* **Directions for this task**
Your task is to find every line of the data that holds the string "clicks" and copy it.

* **Records to process**
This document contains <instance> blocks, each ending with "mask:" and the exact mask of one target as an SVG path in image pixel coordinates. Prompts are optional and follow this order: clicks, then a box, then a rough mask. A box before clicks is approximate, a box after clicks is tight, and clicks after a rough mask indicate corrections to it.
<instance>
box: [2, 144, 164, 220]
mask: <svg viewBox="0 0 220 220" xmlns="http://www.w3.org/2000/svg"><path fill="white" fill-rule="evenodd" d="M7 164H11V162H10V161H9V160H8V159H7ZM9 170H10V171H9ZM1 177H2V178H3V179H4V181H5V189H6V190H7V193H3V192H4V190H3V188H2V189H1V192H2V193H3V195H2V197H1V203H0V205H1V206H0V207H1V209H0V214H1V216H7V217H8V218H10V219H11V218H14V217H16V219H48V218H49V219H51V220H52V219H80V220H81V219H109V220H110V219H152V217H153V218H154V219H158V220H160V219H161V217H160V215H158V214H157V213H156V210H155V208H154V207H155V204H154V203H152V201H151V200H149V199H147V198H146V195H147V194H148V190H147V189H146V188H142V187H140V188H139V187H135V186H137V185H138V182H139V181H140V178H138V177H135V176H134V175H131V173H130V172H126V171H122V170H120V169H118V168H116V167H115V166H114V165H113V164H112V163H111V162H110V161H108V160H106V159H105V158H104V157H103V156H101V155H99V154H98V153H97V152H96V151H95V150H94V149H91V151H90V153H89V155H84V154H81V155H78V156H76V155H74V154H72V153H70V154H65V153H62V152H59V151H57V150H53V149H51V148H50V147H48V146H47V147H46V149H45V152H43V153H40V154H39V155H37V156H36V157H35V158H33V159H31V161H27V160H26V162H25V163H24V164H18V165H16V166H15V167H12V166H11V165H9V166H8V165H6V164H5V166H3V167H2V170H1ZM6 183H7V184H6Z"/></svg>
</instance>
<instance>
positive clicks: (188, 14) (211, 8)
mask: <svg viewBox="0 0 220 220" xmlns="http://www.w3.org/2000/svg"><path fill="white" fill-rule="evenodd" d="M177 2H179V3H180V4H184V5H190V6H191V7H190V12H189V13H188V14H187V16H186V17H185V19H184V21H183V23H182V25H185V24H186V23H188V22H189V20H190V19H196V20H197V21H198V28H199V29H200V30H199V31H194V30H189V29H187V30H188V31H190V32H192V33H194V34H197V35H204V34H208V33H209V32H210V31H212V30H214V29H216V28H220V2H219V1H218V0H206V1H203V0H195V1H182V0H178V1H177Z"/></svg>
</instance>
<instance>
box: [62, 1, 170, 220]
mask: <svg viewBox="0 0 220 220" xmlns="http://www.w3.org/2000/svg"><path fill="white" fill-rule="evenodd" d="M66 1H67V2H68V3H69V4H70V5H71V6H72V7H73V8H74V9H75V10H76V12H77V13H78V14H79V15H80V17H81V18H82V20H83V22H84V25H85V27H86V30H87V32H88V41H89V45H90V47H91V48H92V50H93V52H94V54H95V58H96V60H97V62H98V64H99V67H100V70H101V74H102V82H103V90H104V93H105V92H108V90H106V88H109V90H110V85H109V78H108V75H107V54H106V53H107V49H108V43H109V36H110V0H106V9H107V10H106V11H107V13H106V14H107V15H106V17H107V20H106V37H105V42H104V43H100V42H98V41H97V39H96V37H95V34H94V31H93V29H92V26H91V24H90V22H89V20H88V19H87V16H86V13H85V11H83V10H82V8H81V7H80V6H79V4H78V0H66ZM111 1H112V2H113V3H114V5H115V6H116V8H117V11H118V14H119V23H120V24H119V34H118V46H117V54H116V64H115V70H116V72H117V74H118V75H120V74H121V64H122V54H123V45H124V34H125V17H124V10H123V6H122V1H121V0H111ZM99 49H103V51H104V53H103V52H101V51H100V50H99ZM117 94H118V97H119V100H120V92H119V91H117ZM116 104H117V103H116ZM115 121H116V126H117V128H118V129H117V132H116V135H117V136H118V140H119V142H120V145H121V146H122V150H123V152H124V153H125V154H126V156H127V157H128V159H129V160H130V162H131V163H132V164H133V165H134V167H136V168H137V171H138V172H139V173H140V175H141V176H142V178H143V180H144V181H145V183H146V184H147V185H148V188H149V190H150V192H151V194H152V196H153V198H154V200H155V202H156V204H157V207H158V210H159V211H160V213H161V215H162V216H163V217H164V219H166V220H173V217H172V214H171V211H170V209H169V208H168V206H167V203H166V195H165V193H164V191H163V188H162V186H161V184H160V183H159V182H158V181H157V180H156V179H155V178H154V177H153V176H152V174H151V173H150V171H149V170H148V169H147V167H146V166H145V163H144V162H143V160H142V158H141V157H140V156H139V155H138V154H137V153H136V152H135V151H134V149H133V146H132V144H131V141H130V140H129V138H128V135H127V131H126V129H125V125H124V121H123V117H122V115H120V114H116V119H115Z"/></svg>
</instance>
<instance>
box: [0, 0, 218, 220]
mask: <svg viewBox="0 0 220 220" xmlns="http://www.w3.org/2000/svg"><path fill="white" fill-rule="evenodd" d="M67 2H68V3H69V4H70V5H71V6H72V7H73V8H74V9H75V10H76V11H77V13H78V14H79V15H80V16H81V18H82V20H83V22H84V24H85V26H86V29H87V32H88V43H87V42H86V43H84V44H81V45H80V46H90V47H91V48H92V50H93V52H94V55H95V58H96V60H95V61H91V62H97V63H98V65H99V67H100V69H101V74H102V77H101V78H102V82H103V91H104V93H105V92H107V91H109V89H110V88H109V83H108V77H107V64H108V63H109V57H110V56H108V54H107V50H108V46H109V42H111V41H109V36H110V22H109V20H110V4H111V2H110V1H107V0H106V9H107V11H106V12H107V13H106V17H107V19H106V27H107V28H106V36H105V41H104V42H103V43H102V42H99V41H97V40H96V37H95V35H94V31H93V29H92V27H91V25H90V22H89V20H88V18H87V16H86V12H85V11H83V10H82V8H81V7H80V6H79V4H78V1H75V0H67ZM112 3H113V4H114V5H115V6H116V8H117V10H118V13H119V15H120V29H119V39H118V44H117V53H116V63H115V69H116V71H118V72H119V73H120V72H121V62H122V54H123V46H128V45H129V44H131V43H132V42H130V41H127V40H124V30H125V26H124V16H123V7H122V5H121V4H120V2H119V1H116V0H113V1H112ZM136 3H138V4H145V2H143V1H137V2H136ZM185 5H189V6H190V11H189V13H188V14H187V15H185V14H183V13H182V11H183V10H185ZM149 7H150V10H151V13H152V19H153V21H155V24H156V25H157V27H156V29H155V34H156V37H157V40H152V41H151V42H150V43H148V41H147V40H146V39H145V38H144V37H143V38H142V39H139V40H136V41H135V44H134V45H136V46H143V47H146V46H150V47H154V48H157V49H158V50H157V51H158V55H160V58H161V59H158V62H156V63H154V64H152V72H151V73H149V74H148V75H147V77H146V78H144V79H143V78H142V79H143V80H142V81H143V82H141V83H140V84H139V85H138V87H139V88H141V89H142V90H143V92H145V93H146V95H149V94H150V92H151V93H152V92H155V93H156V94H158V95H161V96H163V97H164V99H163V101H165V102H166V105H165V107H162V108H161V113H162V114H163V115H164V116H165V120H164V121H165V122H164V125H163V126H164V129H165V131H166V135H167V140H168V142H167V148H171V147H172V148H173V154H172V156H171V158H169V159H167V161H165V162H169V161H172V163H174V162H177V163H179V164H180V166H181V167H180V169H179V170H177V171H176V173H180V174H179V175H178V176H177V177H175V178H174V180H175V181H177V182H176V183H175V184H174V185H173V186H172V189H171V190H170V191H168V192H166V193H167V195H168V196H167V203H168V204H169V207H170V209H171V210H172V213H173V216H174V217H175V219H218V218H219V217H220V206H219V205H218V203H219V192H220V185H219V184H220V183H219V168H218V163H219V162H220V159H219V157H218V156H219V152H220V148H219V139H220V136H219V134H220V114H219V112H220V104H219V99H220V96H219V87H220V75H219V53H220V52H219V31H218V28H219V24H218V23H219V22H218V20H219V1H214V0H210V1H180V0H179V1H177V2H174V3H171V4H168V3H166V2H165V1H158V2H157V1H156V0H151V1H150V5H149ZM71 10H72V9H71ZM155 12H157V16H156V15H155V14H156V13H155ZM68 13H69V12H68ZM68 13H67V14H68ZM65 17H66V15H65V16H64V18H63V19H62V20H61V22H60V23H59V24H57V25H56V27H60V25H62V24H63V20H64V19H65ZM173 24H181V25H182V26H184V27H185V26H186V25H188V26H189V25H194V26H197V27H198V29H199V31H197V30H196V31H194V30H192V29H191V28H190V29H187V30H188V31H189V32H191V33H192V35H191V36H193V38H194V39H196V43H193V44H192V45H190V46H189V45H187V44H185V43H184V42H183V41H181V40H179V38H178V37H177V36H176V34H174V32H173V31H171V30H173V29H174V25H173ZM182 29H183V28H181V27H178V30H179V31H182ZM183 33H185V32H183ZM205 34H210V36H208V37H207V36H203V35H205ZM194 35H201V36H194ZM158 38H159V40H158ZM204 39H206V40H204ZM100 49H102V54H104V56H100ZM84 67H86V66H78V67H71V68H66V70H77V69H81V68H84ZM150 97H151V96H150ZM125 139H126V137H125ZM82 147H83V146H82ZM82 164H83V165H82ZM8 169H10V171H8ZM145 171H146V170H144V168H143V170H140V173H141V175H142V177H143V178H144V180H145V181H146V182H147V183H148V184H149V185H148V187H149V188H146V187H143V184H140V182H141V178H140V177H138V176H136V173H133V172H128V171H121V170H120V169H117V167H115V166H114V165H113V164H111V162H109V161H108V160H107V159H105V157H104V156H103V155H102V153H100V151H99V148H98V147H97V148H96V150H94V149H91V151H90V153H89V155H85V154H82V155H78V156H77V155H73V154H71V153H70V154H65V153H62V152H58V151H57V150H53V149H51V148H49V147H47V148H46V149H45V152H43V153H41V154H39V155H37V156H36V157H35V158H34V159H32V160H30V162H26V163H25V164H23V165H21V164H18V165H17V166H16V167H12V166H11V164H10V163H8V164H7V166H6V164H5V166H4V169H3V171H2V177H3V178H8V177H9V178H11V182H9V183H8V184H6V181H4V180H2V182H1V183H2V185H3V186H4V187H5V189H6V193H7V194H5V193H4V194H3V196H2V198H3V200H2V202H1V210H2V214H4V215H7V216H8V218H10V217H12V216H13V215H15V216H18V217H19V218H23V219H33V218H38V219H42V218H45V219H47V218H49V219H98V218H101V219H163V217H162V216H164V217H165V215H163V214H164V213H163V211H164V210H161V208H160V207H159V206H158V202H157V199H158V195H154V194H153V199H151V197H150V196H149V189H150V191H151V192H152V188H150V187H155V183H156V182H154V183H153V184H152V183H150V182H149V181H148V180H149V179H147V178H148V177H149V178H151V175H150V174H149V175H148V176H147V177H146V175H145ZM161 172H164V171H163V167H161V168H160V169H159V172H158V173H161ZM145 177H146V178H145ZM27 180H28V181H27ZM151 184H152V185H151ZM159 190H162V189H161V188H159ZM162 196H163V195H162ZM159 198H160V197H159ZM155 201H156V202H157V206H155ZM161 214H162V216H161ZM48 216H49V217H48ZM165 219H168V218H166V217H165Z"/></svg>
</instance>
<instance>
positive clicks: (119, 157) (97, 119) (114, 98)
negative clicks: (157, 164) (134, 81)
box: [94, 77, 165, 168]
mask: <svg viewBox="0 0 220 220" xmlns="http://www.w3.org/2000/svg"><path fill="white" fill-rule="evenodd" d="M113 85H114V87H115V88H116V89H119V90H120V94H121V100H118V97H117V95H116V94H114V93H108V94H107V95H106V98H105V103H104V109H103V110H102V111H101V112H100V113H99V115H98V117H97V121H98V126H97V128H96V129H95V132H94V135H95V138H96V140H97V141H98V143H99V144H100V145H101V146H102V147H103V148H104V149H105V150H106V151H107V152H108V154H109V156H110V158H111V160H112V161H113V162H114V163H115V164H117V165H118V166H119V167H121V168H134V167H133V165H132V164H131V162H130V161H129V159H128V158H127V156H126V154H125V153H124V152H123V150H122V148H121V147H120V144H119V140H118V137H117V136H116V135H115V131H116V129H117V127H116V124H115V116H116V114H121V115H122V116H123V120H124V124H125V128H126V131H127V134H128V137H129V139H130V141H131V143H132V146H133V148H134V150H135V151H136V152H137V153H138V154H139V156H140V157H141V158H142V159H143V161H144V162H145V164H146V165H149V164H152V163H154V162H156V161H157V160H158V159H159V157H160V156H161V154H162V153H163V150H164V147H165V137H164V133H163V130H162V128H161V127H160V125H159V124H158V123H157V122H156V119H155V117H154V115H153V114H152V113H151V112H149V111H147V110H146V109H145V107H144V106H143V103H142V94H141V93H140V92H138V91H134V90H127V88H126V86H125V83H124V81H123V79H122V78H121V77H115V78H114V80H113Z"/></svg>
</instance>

* **Result for this exercise**
This document contains <instance> blocks, each ending with "mask:" and the exact mask of one target as an SVG path in image pixel coordinates. Prompts are optional and follow this order: clicks, then a box, then a rough mask. A box before clicks is approximate, a box after clicks is tight, and clicks after a rough mask indicate corrections to it.
positive clicks: (188, 14) (211, 8)
positive clicks: (119, 157) (97, 119) (114, 98)
negative clicks: (157, 164) (134, 81)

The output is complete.